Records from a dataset
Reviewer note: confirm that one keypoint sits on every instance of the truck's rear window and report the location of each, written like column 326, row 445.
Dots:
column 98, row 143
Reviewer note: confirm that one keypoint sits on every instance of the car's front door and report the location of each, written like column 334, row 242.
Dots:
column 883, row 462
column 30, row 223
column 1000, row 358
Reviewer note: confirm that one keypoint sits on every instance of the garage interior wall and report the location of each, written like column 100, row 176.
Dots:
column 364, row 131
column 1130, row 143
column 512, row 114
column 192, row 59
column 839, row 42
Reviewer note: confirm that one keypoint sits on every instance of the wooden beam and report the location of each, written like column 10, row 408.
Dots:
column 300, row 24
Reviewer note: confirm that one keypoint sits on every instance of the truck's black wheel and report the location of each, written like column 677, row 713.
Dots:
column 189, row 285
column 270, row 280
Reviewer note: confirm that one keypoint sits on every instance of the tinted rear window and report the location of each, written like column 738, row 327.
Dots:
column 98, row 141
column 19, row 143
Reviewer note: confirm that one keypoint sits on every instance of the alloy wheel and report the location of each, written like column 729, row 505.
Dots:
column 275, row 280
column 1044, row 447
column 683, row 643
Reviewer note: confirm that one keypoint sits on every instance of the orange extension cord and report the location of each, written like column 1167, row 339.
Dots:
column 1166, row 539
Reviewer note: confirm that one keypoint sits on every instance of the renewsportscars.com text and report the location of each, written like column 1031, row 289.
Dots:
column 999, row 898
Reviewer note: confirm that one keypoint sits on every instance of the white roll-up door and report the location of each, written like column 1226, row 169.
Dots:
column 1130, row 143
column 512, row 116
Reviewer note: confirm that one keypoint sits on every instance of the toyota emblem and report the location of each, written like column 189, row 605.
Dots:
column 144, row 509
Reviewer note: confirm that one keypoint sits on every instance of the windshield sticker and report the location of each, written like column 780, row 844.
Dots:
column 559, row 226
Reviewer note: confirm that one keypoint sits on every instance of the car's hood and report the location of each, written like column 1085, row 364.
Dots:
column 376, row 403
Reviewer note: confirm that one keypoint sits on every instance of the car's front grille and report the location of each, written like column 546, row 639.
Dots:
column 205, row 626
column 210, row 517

● Instruction:
Can you quote all of the data above word for word?

● Full output:
Reviewer note: confirm that one keypoint sits on every instance of the truck's rear window and report the location of each, written like column 326, row 445.
Dots:
column 98, row 143
Reviewer note: confirm that one keypoint sits on every instance of the car's front door and report the location of each, written like column 334, row 242.
Dots:
column 883, row 462
column 30, row 223
column 1000, row 358
Reviewer note: confirm that one keypoint sits on every instance of the garage interior wall and report the location of each, written like column 100, row 176.
Dots:
column 364, row 131
column 1130, row 143
column 512, row 114
column 192, row 59
column 839, row 42
Reviewer note: confirm that one keypoint sits on every instance of the wooden beam and report the location of each, written like column 10, row 408.
Dots:
column 300, row 24
Reviewer note: confirm that one keypoint sits on every instance of the truck's black wheel and report the location of each, written like column 677, row 713.
Dots:
column 189, row 285
column 270, row 280
Reviewer note: confirm that one keypoint sits on every instance of the tinted rear window and report the location of each, written like column 738, row 327.
Dots:
column 98, row 141
column 19, row 143
Reviewer note: confirm that one keypoint sits on every instance of the alloy wheel and report the location of each, written like column 729, row 505.
Dots:
column 275, row 280
column 1044, row 447
column 683, row 643
Reviewer note: confirm that one keypoint sits on every instance of the orange extension cord and report the location of each, written like column 1167, row 339.
Dots:
column 1166, row 539
Reviewer note: confirm that one keypoint sits on every instance of the renewsportscars.com text and report the location of each, written like column 1031, row 289.
Dots:
column 999, row 898
Reviewer note: confirm that one keypoint sits on every instance of the white roll-up door and report the location of each, written like column 1226, row 169.
Dots:
column 1130, row 143
column 512, row 116
Reviewer note: confirm that one keypoint sits on every instance of the toyota emblem and report the location of each, written like column 189, row 605.
Dots:
column 144, row 509
Reviewer note: confirm that one keypoint sits on every instance of the windshield sticker and report the location of each, written like column 780, row 844.
Dots:
column 559, row 226
Reviewer note: confirm that one keypoint sits on every instance of the car's hood and report the location of each, written like column 1085, row 364.
Dots:
column 376, row 403
Reviewer note: confirm that one keypoint sits on every instance of the car's front grille and report the location of each, written like column 546, row 639.
Dots:
column 205, row 626
column 210, row 517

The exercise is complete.